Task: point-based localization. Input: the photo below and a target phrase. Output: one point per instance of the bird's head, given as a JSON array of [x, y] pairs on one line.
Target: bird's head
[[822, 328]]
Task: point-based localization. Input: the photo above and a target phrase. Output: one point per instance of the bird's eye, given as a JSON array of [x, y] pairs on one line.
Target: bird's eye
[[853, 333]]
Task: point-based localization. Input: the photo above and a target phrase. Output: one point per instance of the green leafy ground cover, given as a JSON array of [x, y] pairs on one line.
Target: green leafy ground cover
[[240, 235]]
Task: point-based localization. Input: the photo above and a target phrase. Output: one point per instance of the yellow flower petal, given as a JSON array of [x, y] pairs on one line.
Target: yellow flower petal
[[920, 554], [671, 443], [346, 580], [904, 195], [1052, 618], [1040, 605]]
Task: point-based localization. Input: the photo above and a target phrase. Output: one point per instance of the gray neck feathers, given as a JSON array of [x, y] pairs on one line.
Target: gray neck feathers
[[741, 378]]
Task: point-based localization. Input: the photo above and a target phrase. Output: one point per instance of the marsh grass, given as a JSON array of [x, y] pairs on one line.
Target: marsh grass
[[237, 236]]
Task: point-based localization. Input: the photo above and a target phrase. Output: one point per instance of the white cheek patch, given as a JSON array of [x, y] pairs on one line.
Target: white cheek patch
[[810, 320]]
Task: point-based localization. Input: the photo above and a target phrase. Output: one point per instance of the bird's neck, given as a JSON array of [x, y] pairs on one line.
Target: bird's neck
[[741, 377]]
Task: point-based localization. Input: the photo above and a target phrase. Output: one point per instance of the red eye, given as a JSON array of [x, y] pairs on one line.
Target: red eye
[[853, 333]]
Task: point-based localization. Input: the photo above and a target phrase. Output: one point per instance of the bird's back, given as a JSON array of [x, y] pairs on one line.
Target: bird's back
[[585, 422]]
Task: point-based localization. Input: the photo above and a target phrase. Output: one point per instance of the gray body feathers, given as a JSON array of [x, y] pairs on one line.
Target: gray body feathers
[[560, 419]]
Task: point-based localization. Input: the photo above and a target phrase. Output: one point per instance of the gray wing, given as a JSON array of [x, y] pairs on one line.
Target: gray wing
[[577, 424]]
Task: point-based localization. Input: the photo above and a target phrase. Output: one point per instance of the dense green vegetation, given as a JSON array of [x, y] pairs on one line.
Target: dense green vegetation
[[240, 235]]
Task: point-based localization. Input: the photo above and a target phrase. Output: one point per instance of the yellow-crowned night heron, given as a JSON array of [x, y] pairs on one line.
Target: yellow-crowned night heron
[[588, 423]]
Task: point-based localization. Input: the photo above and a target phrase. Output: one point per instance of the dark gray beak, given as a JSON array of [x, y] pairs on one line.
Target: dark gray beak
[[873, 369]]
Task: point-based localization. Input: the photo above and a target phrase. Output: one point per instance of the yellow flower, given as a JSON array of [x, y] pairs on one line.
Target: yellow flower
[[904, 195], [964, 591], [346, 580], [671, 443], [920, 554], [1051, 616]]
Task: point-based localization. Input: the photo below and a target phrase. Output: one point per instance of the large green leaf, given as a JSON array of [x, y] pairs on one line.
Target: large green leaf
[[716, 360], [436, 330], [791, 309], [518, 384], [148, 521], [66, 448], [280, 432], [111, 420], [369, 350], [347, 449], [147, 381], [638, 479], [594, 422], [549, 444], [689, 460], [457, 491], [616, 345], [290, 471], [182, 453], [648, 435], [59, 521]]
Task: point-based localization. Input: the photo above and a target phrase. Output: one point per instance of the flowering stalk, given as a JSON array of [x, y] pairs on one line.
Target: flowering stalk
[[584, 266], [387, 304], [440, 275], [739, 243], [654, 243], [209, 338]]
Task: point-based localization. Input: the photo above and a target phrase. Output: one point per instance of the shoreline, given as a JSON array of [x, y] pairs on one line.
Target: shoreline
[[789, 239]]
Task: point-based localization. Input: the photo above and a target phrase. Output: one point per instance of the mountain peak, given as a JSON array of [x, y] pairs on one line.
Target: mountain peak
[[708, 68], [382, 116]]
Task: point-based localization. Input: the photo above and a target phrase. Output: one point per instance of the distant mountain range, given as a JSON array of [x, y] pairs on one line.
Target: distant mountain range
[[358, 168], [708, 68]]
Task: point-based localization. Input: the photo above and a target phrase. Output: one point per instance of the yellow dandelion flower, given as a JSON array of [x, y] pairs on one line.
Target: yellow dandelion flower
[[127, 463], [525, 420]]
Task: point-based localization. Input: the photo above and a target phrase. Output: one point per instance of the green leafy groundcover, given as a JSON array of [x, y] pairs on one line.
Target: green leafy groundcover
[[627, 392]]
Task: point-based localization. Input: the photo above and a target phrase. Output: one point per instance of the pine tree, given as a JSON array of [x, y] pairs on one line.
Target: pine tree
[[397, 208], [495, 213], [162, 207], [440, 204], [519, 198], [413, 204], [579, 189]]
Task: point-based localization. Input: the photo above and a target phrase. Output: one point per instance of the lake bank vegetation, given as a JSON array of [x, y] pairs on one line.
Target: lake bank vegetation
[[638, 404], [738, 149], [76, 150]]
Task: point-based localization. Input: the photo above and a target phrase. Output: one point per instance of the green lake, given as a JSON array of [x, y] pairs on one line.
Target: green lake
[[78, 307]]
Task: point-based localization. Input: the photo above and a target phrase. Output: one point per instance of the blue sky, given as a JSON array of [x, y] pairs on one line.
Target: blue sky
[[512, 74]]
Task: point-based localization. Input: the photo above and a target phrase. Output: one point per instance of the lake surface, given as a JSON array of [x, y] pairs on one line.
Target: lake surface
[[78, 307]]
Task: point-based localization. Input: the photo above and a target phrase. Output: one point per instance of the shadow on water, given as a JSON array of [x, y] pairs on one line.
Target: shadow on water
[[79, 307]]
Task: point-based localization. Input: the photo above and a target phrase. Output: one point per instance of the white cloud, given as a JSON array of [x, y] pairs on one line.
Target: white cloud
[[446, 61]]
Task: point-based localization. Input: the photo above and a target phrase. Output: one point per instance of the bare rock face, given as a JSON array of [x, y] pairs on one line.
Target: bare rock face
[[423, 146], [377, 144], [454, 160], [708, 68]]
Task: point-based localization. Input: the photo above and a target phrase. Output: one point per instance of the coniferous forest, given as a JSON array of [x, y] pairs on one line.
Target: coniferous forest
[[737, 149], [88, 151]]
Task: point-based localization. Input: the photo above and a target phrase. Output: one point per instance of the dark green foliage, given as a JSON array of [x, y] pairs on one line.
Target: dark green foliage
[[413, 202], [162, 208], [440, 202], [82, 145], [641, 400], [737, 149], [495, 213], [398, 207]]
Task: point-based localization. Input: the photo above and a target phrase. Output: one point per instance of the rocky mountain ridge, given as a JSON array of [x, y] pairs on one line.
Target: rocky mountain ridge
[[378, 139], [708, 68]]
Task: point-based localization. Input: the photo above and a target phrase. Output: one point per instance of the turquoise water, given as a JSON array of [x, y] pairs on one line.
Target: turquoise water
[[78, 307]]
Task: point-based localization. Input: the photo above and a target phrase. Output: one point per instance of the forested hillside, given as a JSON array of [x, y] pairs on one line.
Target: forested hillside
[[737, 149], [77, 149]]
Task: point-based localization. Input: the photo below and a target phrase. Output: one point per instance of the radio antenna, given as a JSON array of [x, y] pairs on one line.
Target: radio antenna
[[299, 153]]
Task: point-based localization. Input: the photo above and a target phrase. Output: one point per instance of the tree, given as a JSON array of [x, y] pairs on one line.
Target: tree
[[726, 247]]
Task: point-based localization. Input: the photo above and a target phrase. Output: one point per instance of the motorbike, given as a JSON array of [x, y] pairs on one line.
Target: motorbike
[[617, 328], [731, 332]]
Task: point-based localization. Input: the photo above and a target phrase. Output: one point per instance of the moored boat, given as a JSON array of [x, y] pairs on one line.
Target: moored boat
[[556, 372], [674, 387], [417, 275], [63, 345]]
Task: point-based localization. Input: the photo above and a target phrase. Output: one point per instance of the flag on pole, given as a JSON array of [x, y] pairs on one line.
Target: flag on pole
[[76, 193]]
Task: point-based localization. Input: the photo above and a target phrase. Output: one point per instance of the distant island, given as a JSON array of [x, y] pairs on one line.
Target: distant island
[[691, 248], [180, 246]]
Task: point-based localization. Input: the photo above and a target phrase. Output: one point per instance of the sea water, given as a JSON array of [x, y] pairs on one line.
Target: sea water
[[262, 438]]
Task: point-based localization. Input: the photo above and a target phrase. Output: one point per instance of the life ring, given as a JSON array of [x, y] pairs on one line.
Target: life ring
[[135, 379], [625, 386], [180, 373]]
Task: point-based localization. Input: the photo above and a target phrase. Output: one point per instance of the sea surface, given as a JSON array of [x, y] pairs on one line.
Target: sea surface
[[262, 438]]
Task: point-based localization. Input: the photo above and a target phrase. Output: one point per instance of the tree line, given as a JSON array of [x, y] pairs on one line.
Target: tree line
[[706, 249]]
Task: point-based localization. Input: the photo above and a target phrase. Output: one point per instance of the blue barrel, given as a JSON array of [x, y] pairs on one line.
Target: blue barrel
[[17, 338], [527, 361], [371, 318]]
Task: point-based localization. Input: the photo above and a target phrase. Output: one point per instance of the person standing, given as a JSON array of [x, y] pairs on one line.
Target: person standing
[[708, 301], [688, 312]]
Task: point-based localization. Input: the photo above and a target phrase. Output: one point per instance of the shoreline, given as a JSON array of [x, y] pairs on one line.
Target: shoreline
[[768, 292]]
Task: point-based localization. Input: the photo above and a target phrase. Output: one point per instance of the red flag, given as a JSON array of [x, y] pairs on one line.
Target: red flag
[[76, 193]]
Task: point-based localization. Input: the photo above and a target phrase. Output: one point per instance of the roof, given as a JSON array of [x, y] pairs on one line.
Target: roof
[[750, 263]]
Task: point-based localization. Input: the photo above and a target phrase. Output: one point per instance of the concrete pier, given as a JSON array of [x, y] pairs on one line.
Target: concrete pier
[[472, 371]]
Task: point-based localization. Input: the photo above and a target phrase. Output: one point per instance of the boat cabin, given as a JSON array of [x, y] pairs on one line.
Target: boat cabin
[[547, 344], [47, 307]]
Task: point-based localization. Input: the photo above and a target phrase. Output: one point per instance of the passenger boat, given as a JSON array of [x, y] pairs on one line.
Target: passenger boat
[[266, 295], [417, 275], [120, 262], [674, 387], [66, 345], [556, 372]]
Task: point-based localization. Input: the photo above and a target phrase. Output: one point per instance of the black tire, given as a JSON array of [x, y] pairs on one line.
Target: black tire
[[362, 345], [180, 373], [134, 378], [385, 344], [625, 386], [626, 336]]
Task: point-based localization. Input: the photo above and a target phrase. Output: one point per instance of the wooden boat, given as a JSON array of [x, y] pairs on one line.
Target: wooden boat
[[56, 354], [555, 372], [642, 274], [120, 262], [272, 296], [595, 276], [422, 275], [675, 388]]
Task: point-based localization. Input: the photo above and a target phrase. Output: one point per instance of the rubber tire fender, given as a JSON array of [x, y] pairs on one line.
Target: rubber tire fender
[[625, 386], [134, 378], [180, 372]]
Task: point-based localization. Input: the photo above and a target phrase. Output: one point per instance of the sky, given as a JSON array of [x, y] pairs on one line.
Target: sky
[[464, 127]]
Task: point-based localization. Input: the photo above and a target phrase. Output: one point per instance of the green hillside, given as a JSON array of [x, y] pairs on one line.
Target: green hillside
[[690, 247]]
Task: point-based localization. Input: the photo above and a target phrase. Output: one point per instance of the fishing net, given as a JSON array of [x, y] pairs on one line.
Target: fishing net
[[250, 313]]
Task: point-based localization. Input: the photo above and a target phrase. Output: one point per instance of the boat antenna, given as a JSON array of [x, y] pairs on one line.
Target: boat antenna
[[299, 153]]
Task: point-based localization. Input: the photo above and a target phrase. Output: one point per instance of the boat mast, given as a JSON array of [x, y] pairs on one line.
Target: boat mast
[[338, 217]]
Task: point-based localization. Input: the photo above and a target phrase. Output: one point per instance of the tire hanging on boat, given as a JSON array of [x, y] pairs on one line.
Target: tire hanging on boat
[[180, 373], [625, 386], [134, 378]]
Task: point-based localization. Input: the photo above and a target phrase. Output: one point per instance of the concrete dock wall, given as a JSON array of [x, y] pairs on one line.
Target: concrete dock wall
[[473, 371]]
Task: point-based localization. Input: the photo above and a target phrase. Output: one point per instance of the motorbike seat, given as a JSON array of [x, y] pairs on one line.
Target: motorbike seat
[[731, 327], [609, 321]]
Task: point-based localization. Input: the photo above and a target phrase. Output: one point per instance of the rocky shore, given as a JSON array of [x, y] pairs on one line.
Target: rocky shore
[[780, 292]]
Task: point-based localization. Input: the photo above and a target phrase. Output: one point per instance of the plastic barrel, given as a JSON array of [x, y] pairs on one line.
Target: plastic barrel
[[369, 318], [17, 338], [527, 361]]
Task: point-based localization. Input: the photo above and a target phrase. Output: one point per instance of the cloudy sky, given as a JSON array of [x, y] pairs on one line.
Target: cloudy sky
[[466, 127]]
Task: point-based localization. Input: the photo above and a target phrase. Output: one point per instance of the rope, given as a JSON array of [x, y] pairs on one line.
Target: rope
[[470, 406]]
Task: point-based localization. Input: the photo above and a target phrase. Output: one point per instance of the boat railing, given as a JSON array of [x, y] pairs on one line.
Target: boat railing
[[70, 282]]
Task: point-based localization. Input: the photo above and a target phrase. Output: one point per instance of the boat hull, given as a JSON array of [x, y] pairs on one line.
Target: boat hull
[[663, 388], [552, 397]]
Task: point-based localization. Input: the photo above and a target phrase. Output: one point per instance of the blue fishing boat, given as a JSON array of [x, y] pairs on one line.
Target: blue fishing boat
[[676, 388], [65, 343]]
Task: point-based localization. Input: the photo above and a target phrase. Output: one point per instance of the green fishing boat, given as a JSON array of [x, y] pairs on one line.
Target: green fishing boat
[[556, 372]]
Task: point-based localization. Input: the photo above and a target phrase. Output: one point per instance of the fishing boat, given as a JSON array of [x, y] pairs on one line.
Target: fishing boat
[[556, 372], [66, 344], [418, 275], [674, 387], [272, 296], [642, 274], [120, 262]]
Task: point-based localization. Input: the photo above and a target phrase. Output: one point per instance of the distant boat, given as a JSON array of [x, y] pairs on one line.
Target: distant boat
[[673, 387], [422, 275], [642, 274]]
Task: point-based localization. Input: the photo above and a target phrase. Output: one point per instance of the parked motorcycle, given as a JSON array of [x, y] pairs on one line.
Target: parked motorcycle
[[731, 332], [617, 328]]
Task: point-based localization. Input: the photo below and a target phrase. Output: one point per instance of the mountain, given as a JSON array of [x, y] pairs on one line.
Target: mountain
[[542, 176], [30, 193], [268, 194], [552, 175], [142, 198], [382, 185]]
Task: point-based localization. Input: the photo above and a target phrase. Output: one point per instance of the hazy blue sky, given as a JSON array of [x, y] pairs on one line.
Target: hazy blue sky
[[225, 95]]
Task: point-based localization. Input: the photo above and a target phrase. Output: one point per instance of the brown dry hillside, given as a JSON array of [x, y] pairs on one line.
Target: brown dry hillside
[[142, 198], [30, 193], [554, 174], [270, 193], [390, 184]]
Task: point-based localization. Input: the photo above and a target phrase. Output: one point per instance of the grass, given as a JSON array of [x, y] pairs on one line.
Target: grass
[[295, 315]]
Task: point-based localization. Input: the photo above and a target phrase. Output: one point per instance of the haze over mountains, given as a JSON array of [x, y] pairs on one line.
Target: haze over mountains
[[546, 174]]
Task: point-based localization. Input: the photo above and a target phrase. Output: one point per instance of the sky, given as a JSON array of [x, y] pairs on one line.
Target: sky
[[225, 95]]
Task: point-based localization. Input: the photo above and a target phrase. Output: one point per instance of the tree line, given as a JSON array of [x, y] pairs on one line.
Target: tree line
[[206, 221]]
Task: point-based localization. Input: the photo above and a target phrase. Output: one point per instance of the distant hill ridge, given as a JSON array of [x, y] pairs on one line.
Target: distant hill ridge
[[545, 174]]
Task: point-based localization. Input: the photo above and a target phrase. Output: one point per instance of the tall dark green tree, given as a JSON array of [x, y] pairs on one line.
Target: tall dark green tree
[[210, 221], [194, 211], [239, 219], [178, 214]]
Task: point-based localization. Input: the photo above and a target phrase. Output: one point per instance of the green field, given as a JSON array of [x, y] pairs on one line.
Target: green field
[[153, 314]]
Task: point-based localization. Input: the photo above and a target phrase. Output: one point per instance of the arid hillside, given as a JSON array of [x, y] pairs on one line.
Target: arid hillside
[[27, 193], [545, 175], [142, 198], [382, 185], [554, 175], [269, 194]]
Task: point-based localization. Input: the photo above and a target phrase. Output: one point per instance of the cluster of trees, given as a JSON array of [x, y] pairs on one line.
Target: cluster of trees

.....

_What this task involves_: Check each line of the entries above for the string "cluster", and return those that contain it.

_Expected answer_:
Task: point-based localization. Input: the photo above and a target phrase. Output: one point per instance of the cluster of trees, given as a JSON array of [x, y] pairs on one line.
Target: cluster of trees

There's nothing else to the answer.